## Supplied information
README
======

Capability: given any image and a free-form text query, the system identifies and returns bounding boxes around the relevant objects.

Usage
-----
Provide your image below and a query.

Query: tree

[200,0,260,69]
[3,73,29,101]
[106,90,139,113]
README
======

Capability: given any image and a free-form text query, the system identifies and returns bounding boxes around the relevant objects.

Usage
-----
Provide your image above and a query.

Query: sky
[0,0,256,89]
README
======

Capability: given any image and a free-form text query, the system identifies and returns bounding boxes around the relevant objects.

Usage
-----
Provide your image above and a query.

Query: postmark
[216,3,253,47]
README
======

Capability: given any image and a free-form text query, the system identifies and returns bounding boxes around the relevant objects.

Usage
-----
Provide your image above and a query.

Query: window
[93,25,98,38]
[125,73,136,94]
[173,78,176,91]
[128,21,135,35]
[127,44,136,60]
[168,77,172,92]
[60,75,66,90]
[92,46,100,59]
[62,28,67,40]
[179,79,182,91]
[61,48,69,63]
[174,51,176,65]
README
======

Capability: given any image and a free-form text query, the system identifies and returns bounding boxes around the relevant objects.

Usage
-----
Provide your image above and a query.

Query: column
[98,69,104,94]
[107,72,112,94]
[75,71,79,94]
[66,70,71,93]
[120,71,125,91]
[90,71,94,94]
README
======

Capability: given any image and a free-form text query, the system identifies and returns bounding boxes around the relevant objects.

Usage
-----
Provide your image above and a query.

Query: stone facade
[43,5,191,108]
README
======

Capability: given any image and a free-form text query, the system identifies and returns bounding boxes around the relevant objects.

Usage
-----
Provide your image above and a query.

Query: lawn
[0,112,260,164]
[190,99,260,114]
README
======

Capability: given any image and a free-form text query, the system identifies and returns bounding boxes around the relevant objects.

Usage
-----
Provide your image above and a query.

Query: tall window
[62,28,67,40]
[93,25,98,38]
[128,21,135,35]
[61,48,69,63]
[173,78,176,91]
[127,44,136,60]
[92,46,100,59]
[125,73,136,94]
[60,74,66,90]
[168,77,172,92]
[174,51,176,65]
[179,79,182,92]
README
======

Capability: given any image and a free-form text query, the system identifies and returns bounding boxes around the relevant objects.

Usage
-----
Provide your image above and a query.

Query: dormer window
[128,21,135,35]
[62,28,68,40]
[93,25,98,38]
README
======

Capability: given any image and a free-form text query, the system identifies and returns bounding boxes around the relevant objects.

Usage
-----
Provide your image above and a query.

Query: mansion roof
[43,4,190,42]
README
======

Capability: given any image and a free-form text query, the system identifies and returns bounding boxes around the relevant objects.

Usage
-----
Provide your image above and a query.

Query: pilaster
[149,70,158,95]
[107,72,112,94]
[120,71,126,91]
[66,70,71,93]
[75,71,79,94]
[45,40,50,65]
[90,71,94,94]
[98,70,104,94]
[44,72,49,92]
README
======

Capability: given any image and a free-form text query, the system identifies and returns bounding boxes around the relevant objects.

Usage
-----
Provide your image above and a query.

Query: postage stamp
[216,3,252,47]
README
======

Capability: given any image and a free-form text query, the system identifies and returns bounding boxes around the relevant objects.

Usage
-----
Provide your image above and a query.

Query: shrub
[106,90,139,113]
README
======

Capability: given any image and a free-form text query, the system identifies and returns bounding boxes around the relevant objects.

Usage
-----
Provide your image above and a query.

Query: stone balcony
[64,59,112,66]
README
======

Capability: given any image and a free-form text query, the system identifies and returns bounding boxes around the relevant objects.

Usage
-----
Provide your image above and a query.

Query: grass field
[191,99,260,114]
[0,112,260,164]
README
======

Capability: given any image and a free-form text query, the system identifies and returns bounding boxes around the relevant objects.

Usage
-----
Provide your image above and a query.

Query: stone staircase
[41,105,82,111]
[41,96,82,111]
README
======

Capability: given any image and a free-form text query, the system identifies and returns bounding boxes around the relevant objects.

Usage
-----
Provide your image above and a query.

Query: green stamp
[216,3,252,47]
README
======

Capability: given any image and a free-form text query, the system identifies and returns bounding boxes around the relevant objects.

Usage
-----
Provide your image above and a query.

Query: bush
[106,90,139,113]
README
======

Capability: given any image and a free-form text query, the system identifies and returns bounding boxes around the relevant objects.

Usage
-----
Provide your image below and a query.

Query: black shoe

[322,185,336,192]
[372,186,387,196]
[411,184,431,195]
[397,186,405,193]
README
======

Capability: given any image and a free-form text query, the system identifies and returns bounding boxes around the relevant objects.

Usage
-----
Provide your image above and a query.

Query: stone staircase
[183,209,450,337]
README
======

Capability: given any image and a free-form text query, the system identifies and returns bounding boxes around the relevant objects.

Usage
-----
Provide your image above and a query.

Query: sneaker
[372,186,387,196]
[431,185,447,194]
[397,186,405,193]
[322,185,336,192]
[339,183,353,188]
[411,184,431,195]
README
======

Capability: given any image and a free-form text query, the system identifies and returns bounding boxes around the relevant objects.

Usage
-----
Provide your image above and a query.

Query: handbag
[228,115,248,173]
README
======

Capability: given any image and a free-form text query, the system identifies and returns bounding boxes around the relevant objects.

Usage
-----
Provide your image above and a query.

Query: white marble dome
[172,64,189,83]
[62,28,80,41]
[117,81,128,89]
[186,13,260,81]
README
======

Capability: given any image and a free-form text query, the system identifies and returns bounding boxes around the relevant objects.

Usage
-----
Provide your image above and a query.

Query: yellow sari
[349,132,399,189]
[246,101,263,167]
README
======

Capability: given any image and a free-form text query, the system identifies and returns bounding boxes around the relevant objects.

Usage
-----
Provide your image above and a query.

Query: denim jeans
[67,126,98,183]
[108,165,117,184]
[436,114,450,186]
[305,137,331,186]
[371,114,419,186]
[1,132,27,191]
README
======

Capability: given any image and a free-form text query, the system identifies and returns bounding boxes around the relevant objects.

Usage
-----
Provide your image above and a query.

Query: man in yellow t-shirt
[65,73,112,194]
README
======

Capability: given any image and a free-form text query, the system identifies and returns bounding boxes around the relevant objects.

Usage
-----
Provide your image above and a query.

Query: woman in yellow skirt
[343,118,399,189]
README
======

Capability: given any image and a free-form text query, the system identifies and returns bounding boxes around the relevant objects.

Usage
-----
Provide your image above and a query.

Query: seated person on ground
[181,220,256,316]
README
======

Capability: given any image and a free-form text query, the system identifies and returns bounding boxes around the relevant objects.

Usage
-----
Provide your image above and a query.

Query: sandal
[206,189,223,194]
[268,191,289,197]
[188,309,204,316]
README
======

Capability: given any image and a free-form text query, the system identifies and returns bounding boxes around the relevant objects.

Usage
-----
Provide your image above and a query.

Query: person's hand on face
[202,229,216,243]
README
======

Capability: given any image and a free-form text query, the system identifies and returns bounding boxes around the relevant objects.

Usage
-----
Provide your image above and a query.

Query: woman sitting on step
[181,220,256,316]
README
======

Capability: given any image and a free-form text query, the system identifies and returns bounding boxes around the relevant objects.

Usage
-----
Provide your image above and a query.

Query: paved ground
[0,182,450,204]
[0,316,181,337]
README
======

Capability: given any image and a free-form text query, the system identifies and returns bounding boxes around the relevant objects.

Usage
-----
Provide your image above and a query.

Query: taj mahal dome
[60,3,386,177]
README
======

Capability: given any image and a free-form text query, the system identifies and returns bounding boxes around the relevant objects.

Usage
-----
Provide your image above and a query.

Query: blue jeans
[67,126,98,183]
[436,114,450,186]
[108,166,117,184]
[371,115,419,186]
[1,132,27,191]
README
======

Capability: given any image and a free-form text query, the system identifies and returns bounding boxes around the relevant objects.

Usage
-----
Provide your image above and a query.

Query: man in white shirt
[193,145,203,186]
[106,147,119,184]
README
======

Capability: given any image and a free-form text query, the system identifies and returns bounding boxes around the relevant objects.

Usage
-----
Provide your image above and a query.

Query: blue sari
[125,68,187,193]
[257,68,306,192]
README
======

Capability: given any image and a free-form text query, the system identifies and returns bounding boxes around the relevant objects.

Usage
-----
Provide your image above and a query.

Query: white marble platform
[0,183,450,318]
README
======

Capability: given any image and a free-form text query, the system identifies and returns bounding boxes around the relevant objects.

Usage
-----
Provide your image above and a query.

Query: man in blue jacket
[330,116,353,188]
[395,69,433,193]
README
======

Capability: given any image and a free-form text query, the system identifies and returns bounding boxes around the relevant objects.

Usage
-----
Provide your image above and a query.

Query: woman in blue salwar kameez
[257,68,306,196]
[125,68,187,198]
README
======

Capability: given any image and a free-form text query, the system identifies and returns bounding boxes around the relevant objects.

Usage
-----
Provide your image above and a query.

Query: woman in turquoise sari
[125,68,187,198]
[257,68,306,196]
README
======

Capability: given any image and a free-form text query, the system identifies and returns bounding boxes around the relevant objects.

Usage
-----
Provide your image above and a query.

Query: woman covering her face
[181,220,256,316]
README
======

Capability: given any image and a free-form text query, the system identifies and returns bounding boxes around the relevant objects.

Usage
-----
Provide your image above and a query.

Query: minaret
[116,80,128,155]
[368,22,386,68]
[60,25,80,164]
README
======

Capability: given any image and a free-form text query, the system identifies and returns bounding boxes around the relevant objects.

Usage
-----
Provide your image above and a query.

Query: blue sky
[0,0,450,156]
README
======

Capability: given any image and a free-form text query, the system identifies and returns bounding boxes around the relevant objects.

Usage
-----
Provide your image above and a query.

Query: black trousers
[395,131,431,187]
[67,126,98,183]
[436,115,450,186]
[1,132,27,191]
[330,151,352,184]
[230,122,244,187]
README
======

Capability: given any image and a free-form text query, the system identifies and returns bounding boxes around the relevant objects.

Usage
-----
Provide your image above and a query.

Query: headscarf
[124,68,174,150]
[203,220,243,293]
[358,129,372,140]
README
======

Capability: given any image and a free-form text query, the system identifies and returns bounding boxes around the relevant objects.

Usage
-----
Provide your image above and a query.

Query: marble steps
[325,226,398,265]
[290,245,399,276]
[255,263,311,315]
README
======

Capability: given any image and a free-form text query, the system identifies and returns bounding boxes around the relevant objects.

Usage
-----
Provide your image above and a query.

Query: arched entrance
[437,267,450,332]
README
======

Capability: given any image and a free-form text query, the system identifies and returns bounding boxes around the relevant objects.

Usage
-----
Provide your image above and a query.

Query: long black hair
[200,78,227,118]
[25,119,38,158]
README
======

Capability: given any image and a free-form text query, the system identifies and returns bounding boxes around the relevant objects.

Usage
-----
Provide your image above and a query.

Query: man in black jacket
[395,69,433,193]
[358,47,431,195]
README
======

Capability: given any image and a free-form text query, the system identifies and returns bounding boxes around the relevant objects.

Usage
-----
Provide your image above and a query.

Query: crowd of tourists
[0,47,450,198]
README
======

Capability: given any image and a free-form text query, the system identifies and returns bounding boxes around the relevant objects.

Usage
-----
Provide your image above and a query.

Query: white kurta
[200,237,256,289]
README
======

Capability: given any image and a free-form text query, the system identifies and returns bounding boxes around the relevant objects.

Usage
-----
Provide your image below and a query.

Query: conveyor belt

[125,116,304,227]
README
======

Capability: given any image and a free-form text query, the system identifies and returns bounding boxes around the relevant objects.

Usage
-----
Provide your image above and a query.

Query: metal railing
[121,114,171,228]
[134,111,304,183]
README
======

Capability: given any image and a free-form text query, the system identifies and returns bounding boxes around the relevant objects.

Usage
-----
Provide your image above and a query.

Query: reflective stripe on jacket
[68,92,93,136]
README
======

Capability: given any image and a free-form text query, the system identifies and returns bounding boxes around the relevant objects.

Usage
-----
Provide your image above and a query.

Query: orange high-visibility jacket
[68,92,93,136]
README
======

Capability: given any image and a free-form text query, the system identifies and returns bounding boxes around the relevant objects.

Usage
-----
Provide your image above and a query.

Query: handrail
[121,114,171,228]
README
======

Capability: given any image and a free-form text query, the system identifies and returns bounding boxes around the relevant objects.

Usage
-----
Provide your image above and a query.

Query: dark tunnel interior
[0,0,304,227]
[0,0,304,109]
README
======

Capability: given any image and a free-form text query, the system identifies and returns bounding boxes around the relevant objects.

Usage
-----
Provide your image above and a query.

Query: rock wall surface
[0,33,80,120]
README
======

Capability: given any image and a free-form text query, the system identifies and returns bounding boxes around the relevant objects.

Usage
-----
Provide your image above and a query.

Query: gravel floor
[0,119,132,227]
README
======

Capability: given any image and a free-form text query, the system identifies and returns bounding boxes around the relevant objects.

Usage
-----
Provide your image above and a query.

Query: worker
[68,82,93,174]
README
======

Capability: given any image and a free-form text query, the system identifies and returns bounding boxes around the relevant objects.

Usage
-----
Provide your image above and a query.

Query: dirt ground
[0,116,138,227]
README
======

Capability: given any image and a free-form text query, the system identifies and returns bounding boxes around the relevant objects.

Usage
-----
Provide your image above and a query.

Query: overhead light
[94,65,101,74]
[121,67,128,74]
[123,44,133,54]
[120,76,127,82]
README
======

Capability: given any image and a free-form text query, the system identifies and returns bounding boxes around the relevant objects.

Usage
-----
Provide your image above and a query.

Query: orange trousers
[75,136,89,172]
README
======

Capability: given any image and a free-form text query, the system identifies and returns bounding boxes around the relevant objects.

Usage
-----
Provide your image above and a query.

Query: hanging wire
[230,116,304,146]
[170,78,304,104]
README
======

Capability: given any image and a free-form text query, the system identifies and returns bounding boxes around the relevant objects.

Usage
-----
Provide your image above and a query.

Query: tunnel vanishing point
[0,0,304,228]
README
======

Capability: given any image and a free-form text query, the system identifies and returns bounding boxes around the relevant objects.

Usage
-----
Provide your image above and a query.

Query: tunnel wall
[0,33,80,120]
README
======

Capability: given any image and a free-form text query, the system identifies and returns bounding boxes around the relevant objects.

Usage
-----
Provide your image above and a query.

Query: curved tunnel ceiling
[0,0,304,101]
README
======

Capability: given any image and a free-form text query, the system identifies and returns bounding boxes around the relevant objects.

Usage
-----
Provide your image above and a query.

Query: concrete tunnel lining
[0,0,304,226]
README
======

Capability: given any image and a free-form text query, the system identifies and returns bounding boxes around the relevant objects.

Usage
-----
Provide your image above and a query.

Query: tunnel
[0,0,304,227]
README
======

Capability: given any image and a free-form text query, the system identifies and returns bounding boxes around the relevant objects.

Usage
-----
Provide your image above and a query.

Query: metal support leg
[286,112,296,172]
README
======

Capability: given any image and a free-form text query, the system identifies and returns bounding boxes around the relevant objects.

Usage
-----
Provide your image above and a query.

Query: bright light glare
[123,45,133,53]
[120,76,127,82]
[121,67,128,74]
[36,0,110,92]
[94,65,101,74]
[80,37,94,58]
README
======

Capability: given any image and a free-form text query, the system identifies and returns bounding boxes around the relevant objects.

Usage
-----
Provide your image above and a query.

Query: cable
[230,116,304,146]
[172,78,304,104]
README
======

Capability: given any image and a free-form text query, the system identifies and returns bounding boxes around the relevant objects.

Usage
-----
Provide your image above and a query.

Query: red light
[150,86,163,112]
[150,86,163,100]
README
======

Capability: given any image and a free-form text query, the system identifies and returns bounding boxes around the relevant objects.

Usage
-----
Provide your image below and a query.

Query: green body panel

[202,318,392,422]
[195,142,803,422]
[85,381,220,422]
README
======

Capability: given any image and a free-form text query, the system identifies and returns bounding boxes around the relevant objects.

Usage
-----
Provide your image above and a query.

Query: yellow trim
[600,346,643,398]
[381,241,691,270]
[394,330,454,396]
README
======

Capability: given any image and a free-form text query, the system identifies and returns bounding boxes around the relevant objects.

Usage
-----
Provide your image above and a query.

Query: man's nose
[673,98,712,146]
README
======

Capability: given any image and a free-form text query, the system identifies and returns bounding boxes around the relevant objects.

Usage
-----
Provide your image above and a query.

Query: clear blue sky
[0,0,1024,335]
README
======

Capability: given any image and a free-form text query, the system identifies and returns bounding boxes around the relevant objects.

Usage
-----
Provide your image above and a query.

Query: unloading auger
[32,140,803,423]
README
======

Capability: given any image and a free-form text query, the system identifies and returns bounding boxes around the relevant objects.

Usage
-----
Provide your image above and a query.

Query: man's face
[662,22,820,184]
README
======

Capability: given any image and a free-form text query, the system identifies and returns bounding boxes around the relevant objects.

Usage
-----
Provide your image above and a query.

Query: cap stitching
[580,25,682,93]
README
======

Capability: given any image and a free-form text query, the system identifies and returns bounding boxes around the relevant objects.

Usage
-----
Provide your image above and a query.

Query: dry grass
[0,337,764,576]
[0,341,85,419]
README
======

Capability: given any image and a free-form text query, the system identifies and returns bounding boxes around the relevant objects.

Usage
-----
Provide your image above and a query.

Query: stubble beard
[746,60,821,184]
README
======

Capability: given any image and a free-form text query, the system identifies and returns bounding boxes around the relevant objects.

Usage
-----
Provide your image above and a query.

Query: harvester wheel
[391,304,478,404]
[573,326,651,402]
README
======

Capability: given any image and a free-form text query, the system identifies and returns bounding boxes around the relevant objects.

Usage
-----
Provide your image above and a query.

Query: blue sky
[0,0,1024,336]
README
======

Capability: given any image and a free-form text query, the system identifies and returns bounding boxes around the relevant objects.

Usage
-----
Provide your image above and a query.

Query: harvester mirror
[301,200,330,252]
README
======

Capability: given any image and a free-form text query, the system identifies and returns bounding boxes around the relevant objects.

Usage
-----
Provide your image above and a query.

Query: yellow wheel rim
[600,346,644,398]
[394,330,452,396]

## Short problem
Count how many lines of the rows above contain the word "green", treating case as significant, and reply with only that number.

## Written response
2